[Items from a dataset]
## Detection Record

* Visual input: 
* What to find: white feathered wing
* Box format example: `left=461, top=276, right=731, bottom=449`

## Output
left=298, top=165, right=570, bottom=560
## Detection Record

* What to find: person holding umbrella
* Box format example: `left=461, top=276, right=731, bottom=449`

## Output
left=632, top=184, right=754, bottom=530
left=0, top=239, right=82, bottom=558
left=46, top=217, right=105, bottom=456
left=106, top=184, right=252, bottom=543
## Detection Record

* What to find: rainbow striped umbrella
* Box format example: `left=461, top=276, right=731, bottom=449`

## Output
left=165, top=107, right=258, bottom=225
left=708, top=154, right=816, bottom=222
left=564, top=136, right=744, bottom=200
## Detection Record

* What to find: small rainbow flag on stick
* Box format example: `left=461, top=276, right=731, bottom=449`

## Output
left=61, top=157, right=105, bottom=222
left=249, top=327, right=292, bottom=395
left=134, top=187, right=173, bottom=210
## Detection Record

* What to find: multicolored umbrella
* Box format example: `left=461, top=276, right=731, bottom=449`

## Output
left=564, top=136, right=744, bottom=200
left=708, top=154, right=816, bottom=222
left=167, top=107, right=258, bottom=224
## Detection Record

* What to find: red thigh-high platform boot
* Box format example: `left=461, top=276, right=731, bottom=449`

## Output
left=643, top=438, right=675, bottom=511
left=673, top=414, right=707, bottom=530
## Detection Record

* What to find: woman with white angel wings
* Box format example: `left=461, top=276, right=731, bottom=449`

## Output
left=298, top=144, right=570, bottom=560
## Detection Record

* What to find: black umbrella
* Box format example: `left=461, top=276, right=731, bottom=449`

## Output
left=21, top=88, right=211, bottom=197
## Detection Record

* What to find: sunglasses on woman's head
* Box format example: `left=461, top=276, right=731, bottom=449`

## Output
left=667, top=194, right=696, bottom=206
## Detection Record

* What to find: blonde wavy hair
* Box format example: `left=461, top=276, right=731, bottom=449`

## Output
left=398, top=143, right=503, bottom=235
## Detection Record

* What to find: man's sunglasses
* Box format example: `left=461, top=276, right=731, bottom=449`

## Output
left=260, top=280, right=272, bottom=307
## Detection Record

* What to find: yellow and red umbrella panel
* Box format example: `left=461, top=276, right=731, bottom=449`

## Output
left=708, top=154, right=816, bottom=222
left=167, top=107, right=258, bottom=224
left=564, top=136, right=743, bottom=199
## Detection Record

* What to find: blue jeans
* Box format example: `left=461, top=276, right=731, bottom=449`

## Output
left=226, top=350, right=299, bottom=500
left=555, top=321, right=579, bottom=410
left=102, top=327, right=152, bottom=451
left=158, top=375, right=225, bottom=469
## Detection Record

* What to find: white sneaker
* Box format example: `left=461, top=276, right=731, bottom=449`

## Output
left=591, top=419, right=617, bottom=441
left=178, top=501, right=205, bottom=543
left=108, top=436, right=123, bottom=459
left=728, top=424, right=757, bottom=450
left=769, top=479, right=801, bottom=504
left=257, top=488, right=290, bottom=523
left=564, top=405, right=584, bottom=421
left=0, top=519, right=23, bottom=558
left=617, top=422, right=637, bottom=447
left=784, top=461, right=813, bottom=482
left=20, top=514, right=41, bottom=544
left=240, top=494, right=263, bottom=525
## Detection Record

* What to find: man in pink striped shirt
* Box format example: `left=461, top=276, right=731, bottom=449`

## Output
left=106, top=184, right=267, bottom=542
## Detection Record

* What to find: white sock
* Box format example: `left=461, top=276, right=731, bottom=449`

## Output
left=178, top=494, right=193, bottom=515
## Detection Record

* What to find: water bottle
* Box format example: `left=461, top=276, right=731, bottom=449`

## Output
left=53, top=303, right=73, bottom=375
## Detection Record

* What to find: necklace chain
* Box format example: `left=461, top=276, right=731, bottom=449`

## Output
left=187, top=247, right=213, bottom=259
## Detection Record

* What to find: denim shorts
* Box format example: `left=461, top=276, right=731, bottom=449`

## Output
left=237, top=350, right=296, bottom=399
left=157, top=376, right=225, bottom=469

(Directions for this task) List every line of the data above that contains the word "umbrella", treating differences in case as significant.

(Answer to this exercise)
* What to find: person holding umbrella
* What to find: rainbow striped umbrella
* What to find: multicolored umbrella
* What to find: black umbrella
* What to find: yellow and red umbrella panel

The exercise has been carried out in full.